This means that the more I ask of you, the more everyone will expect me to repay you—and what I can't repay in goods and services, I'll typically surrender in power and control. Children need constant attention and support from their parents, so society gives parents near-total control over them. The same used to be true for wives and husbands, slaves and masters, serfs and lords. Powerful people often infantilized, repressed, and deliberately enfeebled those they were "helping" in order to maintain dominance. For their part, the powerless struggled like hell not to ask for anything, since this drove them deeper into the position of weakness (hence Wes's remodeling project).

There's one type of situation where the norm of reciprocity breaks down, where some even deeper instinct kicks in. Call it empathy, codependency, or grace: When humans see true need, we frequently offer help without expectation of repayment. For example, last week I stopped on a busy freeway to catch a very scared Boston terrier, call the number on its ID tag, and return it to its owner. I think I got more unalloyed pleasure from this simple event than from my own wedding. It felt fabulous to do a favor when it was really needed, no strings attached.

The problem with the purely helpful side of human nature is that people, unlike dogs, take advantage of it. I once met an aspiring writer—a doll-faced woman I'll call Gloria—who had lost whole chapters of her half-finished novel because she didn't know how to back up her computer files. Thinking this was a lost-puppy situation, I hired a babysitter, went to Gloria's house, showed her how to save a file (point this, click that), and sat beside her while she repeated the procedure for each of 20 chapters. Early the next morning, my phone rang. "I wrote a new chapter!" Gloria chirruped. "Come over and show me how to back up the file!" I'm not sure what became of Gloria; I sort of lost touch with her after that.

I mean seconds after.

Now, I don't think Gloria was an evil manipulator. I think she felt genuinely incapable of saving the file—but my gut told me it was learned helplessness, not real need, and the norm of reciprocity inspired me to drop that potential friendship like a bad habit.

My point: We should ask for help guilelessly, confident in human graciousness—but only if it's absolutely necessary. If we abuse the privilege, we risk becoming pariahs. So how do I make this crucial judgment under pressure? How do I know if I am about to get smushed on the freeway of life because I failed to seek aid, or become ditched by people who are sick of my manipulative begging? For answers, I turned to someone whose job it is to stay in the sweet spot of need.

It's hard to imagine a more vulnerable population than the residents of the Neonatal Intensive Care Unit at Cedars-Sinai Medical Center. I'm visiting the NICU with parent liaison Dorothy Williams, who introduces me to the patients, most of whom weigh less than my mocha Frappuccino. No chubby cherubs here: These babies combine the heartbreaking scrawniness of the extremely old with the total inexperience of the extremely young. I'm moved to tears, partly by their fragility and partly by the complicated machines and devoted professionals around each tiny person, attesting to human determination to help the truly helpless.

"It's the parents I focus on," says Dorothy. "They're exhausted, they're in shock, they have to take care of other kids and jobs and mortgages."

I ask her if most parents tell her when they need help.

"Oh," Dorothy says, "they always tell you—even when they won't tell you." I tell her that I'm not quite following.

At this point, one of her coworkers says, "Well, I know it's time to help when they start asking how. 'How do I comfort my newborn?' 'How do I talk to my relatives?' 'How will we pay for this?' The more they ask how, the more they need help, and the more able they are to receive it." Dorothy nods.

■ **Stored dataset items**:

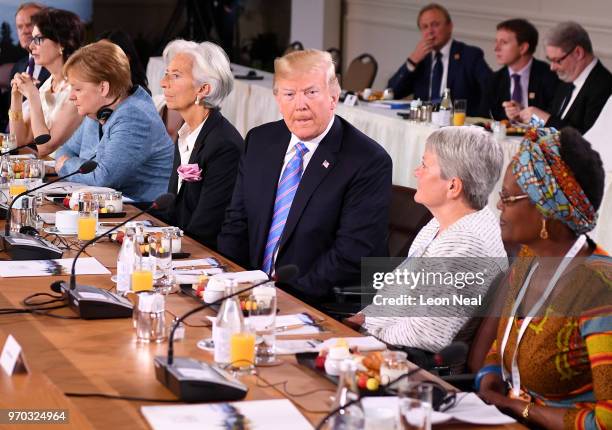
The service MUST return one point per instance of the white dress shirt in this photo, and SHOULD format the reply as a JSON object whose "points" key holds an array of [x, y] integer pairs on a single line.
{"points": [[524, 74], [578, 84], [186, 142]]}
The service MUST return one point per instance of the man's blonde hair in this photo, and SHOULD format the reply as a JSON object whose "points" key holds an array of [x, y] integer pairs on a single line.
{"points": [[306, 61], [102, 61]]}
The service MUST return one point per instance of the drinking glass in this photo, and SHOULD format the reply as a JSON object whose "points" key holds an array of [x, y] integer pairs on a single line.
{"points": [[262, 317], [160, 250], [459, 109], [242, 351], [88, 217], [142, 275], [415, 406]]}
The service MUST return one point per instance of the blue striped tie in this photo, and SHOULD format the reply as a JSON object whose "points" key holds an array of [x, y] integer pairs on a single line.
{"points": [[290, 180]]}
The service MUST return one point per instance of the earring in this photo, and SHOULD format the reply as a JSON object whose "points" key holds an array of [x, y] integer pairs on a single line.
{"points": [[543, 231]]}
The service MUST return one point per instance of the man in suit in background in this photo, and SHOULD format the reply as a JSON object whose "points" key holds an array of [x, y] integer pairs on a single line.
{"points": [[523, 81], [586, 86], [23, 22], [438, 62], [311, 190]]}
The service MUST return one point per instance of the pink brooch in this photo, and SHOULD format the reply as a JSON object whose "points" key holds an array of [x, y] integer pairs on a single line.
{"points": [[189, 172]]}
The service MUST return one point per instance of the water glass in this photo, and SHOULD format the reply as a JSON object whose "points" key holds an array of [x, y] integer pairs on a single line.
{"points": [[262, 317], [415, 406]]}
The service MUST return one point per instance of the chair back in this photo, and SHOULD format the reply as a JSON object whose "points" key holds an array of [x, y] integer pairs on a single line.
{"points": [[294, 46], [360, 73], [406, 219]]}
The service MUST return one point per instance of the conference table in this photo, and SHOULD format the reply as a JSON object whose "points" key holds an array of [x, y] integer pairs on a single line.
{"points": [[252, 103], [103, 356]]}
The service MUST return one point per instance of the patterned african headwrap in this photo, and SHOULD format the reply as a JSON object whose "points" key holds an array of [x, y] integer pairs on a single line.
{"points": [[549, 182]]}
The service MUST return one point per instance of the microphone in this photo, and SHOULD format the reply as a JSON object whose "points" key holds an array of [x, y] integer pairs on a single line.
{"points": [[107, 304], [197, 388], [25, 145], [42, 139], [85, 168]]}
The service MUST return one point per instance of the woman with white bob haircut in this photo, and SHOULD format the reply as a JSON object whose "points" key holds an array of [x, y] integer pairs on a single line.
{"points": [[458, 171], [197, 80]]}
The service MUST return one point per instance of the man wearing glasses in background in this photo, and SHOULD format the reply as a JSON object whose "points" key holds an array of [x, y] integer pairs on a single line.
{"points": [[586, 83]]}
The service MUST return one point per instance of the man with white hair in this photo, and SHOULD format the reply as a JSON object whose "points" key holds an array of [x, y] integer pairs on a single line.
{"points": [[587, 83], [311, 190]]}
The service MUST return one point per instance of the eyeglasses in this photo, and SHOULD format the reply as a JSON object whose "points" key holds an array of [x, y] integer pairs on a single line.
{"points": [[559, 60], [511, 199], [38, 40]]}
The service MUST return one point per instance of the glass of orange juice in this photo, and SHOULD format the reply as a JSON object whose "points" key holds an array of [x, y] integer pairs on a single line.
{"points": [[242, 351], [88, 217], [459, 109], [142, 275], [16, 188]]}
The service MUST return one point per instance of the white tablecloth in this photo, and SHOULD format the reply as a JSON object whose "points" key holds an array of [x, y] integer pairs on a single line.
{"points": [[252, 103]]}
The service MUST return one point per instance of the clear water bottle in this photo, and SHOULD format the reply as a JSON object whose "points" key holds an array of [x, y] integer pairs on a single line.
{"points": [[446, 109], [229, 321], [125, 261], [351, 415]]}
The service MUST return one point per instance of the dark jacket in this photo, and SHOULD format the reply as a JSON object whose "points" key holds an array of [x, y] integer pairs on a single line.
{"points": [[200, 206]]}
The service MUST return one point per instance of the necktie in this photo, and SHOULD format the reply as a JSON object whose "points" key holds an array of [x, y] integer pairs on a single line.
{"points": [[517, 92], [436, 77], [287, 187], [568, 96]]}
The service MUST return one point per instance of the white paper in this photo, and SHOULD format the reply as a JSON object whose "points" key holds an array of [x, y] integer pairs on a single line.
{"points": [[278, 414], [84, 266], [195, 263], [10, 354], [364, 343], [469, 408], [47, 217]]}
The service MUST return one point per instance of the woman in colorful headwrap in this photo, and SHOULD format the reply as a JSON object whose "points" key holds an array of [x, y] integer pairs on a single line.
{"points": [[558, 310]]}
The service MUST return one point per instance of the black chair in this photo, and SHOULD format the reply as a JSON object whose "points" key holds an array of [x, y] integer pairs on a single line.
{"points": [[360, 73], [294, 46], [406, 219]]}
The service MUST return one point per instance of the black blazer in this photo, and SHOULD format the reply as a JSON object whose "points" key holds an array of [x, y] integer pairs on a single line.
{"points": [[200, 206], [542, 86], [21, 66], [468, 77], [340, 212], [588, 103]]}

■ **INSTRUCTIONS FOR THE TASK**:
Duplicate the part of the excerpt on asking for help that runs from "The problem with" to "mean seconds after.".

■ **SOLVED EXERCISE**:
The problem with the purely helpful side of human nature is that people, unlike dogs, take advantage of it. I once met an aspiring writer—a doll-faced woman I'll call Gloria—who had lost whole chapters of her half-finished novel because she didn't know how to back up her computer files. Thinking this was a lost-puppy situation, I hired a babysitter, went to Gloria's house, showed her how to save a file (point this, click that), and sat beside her while she repeated the procedure for each of 20 chapters. Early the next morning, my phone rang. "I wrote a new chapter!" Gloria chirruped. "Come over and show me how to back up the file!" I'm not sure what became of Gloria; I sort of lost touch with her after that.

I mean seconds after.